Write out exactly, please, the lines from the one containing "Objective — one marker per instance of the crowd" to the end of the material.

● Extracted records:

===

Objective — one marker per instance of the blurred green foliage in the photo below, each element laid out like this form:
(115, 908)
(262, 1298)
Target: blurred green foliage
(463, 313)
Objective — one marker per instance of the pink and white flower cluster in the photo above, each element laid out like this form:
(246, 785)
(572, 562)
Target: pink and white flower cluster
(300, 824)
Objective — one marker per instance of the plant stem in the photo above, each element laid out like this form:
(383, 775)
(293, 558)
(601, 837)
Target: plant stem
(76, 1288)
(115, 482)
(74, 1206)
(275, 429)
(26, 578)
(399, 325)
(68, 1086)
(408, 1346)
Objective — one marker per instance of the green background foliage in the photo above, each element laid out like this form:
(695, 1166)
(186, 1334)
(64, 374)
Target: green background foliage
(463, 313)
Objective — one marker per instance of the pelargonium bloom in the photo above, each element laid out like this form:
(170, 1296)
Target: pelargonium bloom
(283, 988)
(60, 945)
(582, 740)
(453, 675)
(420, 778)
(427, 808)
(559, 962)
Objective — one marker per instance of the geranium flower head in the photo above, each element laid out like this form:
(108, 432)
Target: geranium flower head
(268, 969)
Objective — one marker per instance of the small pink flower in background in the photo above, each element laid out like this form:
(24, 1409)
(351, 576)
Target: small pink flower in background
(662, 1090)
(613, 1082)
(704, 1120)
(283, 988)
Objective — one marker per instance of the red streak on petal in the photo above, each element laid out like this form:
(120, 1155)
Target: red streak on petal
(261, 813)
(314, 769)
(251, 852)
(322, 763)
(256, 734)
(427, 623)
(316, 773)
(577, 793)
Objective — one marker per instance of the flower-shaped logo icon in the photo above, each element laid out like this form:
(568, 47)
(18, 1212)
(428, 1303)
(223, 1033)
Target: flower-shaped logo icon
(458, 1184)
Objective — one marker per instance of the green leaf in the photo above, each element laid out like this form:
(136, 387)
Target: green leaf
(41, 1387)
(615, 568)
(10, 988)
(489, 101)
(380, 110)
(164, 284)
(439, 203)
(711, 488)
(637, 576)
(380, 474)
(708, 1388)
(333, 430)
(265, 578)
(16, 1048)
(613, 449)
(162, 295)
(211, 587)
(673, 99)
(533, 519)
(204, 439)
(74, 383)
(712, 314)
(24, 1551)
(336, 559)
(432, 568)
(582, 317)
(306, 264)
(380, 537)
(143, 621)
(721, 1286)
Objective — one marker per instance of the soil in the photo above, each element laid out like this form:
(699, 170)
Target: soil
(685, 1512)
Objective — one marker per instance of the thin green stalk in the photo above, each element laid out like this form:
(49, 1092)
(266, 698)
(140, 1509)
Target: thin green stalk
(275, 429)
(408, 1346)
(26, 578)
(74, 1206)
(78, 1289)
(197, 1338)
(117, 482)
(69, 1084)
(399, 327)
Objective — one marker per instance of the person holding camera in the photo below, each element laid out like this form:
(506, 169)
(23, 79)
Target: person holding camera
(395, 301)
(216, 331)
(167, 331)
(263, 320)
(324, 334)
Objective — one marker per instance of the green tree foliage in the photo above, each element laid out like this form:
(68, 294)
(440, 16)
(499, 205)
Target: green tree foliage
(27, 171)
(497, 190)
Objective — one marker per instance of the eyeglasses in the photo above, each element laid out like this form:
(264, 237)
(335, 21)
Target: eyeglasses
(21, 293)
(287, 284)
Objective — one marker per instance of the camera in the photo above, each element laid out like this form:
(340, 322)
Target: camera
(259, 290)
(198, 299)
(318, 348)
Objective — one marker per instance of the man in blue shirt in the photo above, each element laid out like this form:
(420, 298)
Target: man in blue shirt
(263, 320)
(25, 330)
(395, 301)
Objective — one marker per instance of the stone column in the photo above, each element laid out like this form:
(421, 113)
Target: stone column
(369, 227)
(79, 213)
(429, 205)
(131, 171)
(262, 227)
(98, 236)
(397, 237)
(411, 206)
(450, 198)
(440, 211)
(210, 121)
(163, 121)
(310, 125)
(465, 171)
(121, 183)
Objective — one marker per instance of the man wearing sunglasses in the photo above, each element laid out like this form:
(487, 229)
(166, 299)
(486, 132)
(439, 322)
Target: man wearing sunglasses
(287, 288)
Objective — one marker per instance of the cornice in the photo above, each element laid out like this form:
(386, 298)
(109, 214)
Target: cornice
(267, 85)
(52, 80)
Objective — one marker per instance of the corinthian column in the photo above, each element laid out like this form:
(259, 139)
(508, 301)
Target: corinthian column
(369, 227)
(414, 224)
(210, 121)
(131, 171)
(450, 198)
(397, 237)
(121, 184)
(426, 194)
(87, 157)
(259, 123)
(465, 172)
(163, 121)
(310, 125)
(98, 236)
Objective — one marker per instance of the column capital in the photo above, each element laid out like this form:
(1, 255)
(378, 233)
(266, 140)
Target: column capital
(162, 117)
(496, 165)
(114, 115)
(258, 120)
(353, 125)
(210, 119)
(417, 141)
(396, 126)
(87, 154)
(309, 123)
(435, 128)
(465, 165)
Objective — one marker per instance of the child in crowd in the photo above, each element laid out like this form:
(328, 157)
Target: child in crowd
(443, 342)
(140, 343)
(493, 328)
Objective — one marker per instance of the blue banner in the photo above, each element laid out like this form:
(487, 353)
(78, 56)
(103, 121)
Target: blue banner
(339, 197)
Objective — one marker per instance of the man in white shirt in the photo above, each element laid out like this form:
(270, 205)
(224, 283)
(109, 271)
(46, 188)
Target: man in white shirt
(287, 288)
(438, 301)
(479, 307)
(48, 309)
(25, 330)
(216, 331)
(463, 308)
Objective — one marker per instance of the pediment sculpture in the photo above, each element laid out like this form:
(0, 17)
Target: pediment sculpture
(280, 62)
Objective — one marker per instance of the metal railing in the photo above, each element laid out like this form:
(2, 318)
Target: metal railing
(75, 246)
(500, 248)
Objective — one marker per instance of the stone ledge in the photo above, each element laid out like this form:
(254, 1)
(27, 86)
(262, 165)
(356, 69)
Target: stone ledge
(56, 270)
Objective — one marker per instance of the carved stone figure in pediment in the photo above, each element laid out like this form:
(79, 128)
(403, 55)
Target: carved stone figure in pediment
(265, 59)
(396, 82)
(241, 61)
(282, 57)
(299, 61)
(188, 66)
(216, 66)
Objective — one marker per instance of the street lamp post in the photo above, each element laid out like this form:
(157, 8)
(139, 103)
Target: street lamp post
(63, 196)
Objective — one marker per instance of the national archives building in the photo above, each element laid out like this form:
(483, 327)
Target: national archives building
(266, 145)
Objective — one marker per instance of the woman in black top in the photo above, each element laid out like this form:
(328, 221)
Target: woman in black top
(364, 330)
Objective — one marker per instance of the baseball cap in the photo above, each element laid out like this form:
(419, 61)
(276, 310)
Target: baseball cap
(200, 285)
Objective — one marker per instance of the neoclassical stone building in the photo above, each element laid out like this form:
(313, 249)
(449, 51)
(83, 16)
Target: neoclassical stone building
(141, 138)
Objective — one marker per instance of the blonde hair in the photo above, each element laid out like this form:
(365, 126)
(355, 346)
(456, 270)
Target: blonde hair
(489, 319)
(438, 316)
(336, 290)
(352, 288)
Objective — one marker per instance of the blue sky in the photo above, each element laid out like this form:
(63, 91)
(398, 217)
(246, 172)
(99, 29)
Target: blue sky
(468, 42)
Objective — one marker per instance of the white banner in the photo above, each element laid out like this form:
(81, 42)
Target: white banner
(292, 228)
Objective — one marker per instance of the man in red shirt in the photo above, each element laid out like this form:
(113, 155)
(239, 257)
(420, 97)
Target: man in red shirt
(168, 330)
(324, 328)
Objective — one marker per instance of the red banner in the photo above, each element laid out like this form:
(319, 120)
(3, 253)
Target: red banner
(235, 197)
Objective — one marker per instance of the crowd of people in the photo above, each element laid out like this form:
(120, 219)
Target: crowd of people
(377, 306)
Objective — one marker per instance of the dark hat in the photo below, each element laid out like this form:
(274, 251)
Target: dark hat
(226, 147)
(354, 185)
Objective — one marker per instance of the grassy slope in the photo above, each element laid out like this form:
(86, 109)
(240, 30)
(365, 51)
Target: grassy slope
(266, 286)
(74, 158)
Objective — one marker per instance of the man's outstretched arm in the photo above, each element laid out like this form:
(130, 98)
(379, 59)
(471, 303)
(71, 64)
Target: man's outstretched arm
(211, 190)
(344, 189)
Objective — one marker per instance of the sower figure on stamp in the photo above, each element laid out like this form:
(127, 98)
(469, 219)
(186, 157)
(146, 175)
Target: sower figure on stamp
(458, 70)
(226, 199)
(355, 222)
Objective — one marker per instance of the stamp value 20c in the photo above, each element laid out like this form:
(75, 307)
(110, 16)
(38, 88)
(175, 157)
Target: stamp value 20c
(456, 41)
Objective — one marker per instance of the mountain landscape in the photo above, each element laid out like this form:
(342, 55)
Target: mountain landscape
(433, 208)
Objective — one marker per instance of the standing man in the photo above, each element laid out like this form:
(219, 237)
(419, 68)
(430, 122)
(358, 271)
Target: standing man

===

● TASK RESULT:
Objective — one marker per instance of the crowd of people in the photo above, each element laid out like this form:
(120, 219)
Target: crowd of people
(377, 306)
Objective — one marker per instance of the dark hat in the photo below, each element laid out like this form:
(274, 251)
Target: dark hat
(226, 147)
(354, 185)
Objective — one marker per instance of the grassy slope in the photo above, each element laid out like this form:
(86, 109)
(240, 30)
(365, 51)
Target: grassy slope
(266, 286)
(74, 158)
Objective — one marker per instance of the man's outstretched arm in the photo above, each element laid out like this form:
(130, 98)
(379, 59)
(471, 303)
(71, 64)
Target: man's outstretched arm
(211, 190)
(344, 189)
Objective — one marker per instance of the sower figure on stamp in the photo above, each element laid out like this form:
(127, 98)
(469, 219)
(186, 157)
(146, 175)
Target: sower figure on stamp
(458, 70)
(226, 199)
(355, 222)
Objective — one marker per instance of the stamp value 20c in the photo above, each element laid out like this form:
(75, 307)
(110, 16)
(38, 88)
(175, 157)
Target: stamp value 20c
(456, 41)
Objective — one marker per instance of the mountain landscape in the photo above, each element laid out like this form:
(342, 55)
Target: mountain landscape
(433, 208)
Objective — one marker per instance of the standing man in the photo above, each element laid out like this form:
(219, 237)
(419, 68)
(430, 122)
(358, 271)
Target: standing man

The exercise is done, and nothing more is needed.